* **ENTRIES SHOWN**:
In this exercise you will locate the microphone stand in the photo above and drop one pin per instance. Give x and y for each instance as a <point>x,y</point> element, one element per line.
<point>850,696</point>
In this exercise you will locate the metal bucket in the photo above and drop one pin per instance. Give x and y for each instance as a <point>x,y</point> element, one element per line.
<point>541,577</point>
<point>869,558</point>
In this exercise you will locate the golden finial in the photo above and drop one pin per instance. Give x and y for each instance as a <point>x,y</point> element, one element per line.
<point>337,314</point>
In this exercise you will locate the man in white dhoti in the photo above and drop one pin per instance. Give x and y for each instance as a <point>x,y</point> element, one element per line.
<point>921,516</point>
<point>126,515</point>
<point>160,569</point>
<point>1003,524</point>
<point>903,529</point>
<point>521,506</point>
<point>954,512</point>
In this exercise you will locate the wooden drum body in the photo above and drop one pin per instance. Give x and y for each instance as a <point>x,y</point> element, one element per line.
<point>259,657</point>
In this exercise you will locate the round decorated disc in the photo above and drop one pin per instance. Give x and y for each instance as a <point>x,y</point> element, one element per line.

* **DIRECTIVE**:
Rewrite every line of the material above, requests included, shifting each x and y coordinate in the answers by -125.

* **SOLUTION**:
In this exercise you will locate the microphone stand in the photo above and drop one pin per instance. Give x and y for each instance as a <point>x,y</point> element, one element per line.
<point>725,571</point>
In this exercise you will locate the metal bucket in the photo above and drop one pin per instance. Give x and y for each instance as a <point>x,y</point> element, one element per line.
<point>416,452</point>
<point>744,433</point>
In this exercise you will locate the golden finial in the photo above and drop one pin per instance. Give x and y for each instance as a <point>x,y</point> element, one element per line.
<point>212,189</point>
In this exercise you will locate the man in white dhoti in the photo above and drop one pin per instance. Give x and y for each instance as a <point>x,y</point> element, one element per line.
<point>796,391</point>
<point>1,390</point>
<point>35,444</point>
<point>878,399</point>
<point>778,404</point>
<point>396,381</point>
<point>829,387</point>
In this exercise you will locate the wooden drum body in the photo above and drop one pin per instance. Give x and y for each instance as a <point>x,y</point> element, one element per line.
<point>134,532</point>
In this exercise you will locate the round decorated disc in the photo above and drop one pin per instance. Give x and y for each instance as a <point>x,y</point> element, one element per line.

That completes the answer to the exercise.